*** Provided passage ***

This is a hard year for heroes.
Everyday heroes who keep our basic services up and running. Medical heroes who are trying to keep us alive. Heroes taking to the streets in protest of racial injustice. Performance heroes who have found ways to entertain us while not getting any sort of remuneration. Unknown heroes who died of COVID-19 and other diseases without loved ones being able to properly celebrate their lives.
It's been a particularly tough year for heroes of the civil rights movement: the Rev. Joseph Lowery, Connie Curry, C.T. Vivian, and now my congressman, John Lewis.
In 1986, when John Lewis ran for Congress for the first time, I was working as a producer for the Atlanta Journal-Constitution's short-lived Video Edition. Everyone thought the race was a foregone conclusion because Julian Bond came within a couple of points of winning the primary outright. But a run-off had to be held between Bond and John Lewis, though most thought Bond would be the winner.
I mean, I was all set to vote for Julian Bond. He was smart, well-spoken, good looking, and another civil rights icon. In 1966, when the Georgia General Assembly refused to seat him as a duly elected member because of his anti-Vietnam War activities, the case went all the way to the Supreme Court. Bond won a 9-0 decision from the court. What's not to vote for, eh?
Lewis hadn't fought in the Supreme Court. He'd fought in the streets. On the Edmund Pettus Bridge in Selma. He'd spent 40 days in prison because of his activities as a Freedom Rider. He had the scars. He, too, was smart and a powerful speaker, but he just didn't have Bond's style and finesse.
In the great scheme of political talk shows during election years, I had to set up interviews with both Lewis and Bond for the political editors of the AJC. I started with Bond's campaign office. I was handed off to at least three different staffers who promised to get back to me. Frustrating. I felt I had to get Bond on the schedule first (because he was going to win, right?), and after a few days and who-know-how-many phone calls and call-backs, I got him on the interview schedule.

*** End of Provided passage ***
*** Source data ***

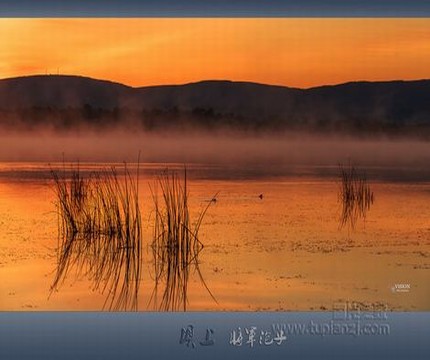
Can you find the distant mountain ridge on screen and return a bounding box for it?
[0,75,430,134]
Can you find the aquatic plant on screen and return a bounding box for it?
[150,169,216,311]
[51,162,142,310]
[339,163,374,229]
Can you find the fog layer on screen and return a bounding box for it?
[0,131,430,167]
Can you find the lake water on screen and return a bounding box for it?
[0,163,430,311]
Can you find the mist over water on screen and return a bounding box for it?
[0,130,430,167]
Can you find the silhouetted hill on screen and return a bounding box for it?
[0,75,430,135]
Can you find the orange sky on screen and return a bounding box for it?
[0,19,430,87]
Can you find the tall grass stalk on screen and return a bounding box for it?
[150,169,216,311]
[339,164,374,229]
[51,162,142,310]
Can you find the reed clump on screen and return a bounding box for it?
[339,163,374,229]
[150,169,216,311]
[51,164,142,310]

*** End of Source data ***
*** Source data ***

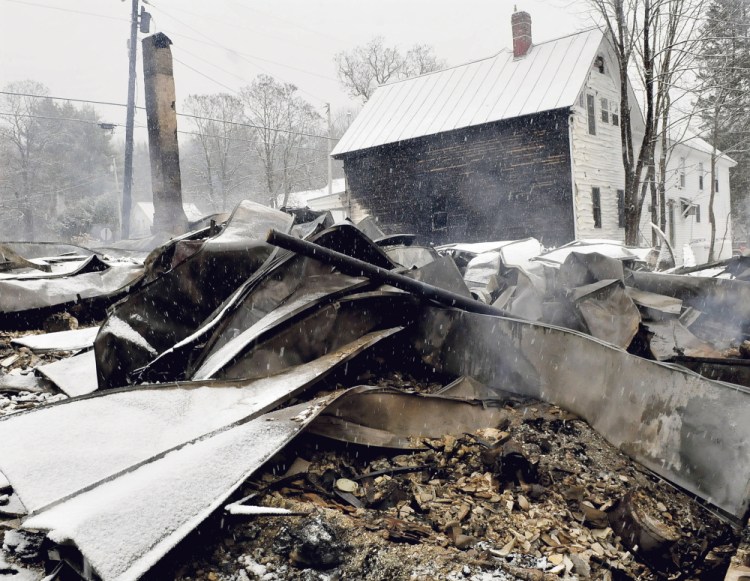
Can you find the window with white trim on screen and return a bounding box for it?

*** End of Source data ***

- Required actions
[a] According to the reflection on John Lewis, how many days did Lewis spend in prison because of his activities as a Freedom Rider?
[b] Transcribe the reflection on John Lewis from "I mean, I was" up to and including "vote for, eh?".

- Solutions for each task
[a] 40 days.

[b]
I mean, I was all set to vote for Julian Bond. He was smart, well-spoken, good looking, and another civil rights icon. In 1966, when the Georgia General Assembly refused to seat him as a duly elected member because of his anti-Vietnam War activities, the case went all the way to the Supreme Court. Bond won a 9-0 decision from the court. What's not to vote for, eh?